*** Entries supplied ***

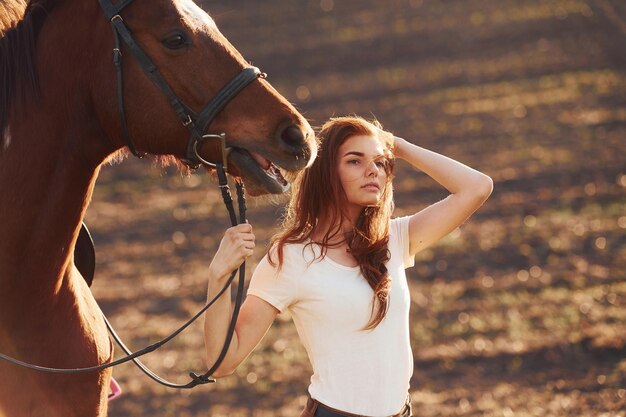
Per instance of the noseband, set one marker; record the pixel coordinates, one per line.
(197, 124)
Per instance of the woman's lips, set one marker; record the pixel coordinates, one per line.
(371, 186)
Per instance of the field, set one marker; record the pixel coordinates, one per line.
(520, 312)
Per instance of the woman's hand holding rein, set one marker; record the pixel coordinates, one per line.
(236, 246)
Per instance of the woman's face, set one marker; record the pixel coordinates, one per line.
(361, 166)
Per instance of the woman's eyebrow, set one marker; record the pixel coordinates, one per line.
(361, 154)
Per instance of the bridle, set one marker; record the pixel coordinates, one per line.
(197, 124)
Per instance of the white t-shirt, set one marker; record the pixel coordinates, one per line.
(359, 371)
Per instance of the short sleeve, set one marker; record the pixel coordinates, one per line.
(400, 236)
(275, 286)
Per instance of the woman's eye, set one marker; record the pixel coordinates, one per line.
(175, 41)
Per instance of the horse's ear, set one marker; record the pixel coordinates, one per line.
(85, 255)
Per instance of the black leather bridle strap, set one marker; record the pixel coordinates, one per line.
(111, 9)
(120, 29)
(196, 124)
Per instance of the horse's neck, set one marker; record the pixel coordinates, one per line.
(46, 185)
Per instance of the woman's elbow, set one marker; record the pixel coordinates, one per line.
(486, 187)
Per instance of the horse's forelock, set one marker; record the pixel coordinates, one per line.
(19, 26)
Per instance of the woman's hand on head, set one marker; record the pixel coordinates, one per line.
(236, 246)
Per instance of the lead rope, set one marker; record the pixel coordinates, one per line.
(206, 377)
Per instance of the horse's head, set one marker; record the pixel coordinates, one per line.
(263, 130)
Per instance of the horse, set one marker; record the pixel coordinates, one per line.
(64, 112)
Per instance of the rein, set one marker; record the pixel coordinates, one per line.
(196, 379)
(197, 124)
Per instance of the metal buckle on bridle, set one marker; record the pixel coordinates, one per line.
(224, 151)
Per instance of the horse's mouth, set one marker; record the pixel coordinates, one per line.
(259, 174)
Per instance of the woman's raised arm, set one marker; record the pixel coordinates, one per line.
(469, 189)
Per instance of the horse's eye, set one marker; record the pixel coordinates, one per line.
(175, 41)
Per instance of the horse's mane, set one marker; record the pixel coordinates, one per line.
(19, 26)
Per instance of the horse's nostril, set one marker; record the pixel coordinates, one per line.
(292, 136)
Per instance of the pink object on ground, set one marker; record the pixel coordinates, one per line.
(115, 388)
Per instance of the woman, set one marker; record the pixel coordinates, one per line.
(338, 266)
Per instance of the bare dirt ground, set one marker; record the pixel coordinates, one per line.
(521, 312)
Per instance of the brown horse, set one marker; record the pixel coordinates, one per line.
(59, 122)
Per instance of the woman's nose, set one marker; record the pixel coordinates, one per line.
(372, 169)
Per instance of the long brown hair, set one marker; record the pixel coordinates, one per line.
(317, 196)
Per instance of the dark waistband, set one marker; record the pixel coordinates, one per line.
(318, 409)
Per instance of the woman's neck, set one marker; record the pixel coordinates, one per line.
(337, 232)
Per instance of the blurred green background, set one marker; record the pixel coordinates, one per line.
(520, 312)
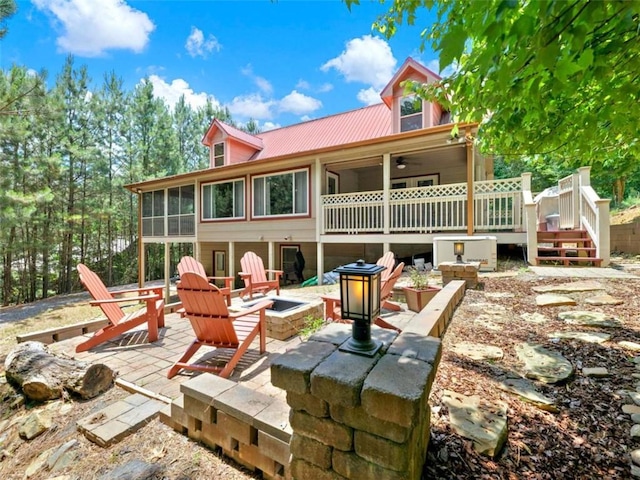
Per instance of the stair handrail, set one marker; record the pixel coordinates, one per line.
(594, 218)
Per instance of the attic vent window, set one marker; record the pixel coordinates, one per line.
(410, 113)
(218, 154)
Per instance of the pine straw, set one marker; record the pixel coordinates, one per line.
(588, 438)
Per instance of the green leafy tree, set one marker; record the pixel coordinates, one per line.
(559, 78)
(7, 9)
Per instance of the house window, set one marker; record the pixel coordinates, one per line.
(410, 113)
(218, 154)
(281, 194)
(153, 213)
(181, 210)
(224, 200)
(413, 182)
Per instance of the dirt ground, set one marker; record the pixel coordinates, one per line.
(628, 215)
(588, 438)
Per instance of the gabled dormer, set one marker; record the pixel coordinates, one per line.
(407, 111)
(229, 145)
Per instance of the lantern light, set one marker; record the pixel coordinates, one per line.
(458, 251)
(360, 302)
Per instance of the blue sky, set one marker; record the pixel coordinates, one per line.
(276, 62)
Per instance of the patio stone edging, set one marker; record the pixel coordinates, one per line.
(357, 417)
(254, 429)
(250, 427)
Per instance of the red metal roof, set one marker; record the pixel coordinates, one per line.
(349, 127)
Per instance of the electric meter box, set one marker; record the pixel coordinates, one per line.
(477, 248)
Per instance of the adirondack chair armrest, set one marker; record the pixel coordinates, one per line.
(277, 273)
(227, 280)
(120, 300)
(252, 309)
(157, 291)
(331, 303)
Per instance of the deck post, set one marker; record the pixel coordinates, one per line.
(530, 219)
(470, 185)
(272, 257)
(167, 271)
(320, 260)
(585, 181)
(231, 260)
(603, 231)
(386, 182)
(575, 199)
(141, 259)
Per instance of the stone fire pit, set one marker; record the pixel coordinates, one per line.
(287, 315)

***

● **Problem description**: Output every entry exactly. Pictures stay out.

● **Result of this exercise**:
Per instance of the noseband, set one marker; record the pixel coordinates, one per line.
(197, 124)
Per instance of the woman's lips, set one marker; record the pixel coordinates, one per line.
(371, 186)
Per instance of the field, set one marker; record the pixel coordinates, one per line.
(520, 312)
Per instance of the woman's hand holding rein, set one marker; record the pixel coordinates, one per line.
(236, 246)
Per instance of the woman's face, set one marker; record the pixel coordinates, one per line.
(361, 166)
Per instance of the woman's eyebrow, set one marker; record the pixel coordinates, one per line.
(361, 154)
Per instance of the bridle, set one marker; record the pixel coordinates, one per line.
(197, 124)
Per instance of the white t-shirt, set one marker; record the pixel coordinates, one per line.
(359, 371)
Per instance of the short sleeve, set one marker; record the pixel coordinates, one per line.
(400, 236)
(275, 286)
Per instance of the woman's eye, set one marker; record the pixel coordinates, one per line.
(175, 41)
Per instance of the horse's ear, set one marker; record the pixel coordinates, one per line.
(85, 255)
Per instance of the black leather bridle strap, set one marker; record the pixel coordinates, one per line.
(111, 9)
(120, 29)
(196, 124)
Per instance of the horse's neck, set one marker; record the pixel coordinates, one per line.
(46, 185)
Per instance of the woman's elbow, set one marker; record the pixel coordinates, one per line.
(486, 187)
Per instance of the horse's forelock, set one marker; record the pixel coordinates, one per line.
(19, 26)
Per instance of the woman's hand on head, set one marker; record the pixel coordinates, one per line.
(236, 246)
Per instance of the lead rope, set one marker; record the pixel coordinates, one per line.
(206, 377)
Per instance of the horse's head, set one marker; record the pixel coordinates, one per line.
(263, 130)
Per instance of the horse, set one marker; record the pixel coordinates, one per line.
(64, 112)
Per instance of the rein, set one marker; record the pixel coordinates, one per line.
(196, 379)
(197, 124)
Per instance of the metal buckle on bridle, set one marker; record the pixel coordinates, one per line.
(224, 151)
Per instance of the horse's mouth, set one marker; record the pixel coordinates, one per line.
(259, 174)
Per instance of the woman's raised arm, set one marker; record the pixel coordinates, one per line.
(469, 189)
Per instance of the horse's eye, set one marker; record the pixel coordinates, one per line.
(175, 41)
Per instance of the horse's mane, set one marker; record the pixel coordinates, one per line.
(19, 26)
Per instance of the horse's nostril, set one marker; record the pixel coordinates, one per line.
(292, 136)
Per instance of the pink object on ground, set one marker; record the pixel coordinates, one per line.
(115, 388)
Per instance of the woman, set one marker; record the pixel coordinates, one per line.
(338, 266)
Per instance of the bare dirt ground, set one marker; record the pixel coordinates, one per line.
(521, 312)
Per instance of the brown horse, set one marker; record the pixel coordinates, one per line.
(59, 122)
Per instance of the woman's nose, set one marker; record the pixel coordinates, one per line.
(372, 169)
Per instance of the long brown hair, set one marker; record the pixel coordinates, one per line.
(317, 196)
Per instance of the dark waistband, set one marker; record the pixel coordinates, one per line.
(318, 409)
Per instance of the woman's neck, set one marker; record the pixel coordinates, one per line.
(337, 232)
Per instance of the blurred green background, set one marker; record the pixel coordinates, one per line.
(520, 312)
Per instance of the stair handrail, set one marker; record the pixel coordinates, one per line.
(594, 218)
Per instance of the attic vent window, set one marker; record the pixel coordinates, one per line.
(410, 113)
(218, 154)
Per instance of the pine straw, set one marker; record the pixel coordinates, one per line.
(588, 438)
Per instance of the green leafy tree, set one marker; record the pixel coordinates, one per line.
(559, 78)
(7, 9)
Per instance of the house window, set one marker; record the pixel coordinates, one per line.
(410, 113)
(218, 154)
(281, 194)
(153, 213)
(181, 210)
(224, 200)
(413, 182)
Per instance of the dirt ground, set one marker; record the pixel coordinates, one per line.
(628, 215)
(588, 438)
Per instance of the gabled dormer, set one marker; record the pixel coordinates, one per line.
(407, 111)
(229, 145)
Per instance of the lantern light, set one marker; record the pixel coordinates, one per line.
(458, 251)
(360, 302)
Per instance of the blue sky, set one marker; record the pixel coordinates, one per line.
(276, 62)
Per instance of the patio stone edging, set one marker; record the pixel coordinates, one per line.
(357, 417)
(254, 429)
(250, 427)
Per instance of the red metal roof, set one marker; record the pixel coordinates, one per line.
(349, 127)
Per instance of the electric meter box, set one marker; record the pixel coordinates, one per line.
(477, 248)
Per instance of the adirondack chair armrest, set one marker; record the pixel coordinates, one per line.
(277, 273)
(227, 280)
(120, 300)
(252, 309)
(157, 291)
(331, 303)
Per instance of the deck post, set one marker; record the pixel coordinates, one per line.
(530, 219)
(470, 185)
(272, 257)
(167, 271)
(320, 260)
(585, 181)
(231, 260)
(603, 231)
(386, 182)
(575, 199)
(141, 259)
Per instance of the stone fire pit, set one marker; record the pixel coordinates, one per line.
(287, 315)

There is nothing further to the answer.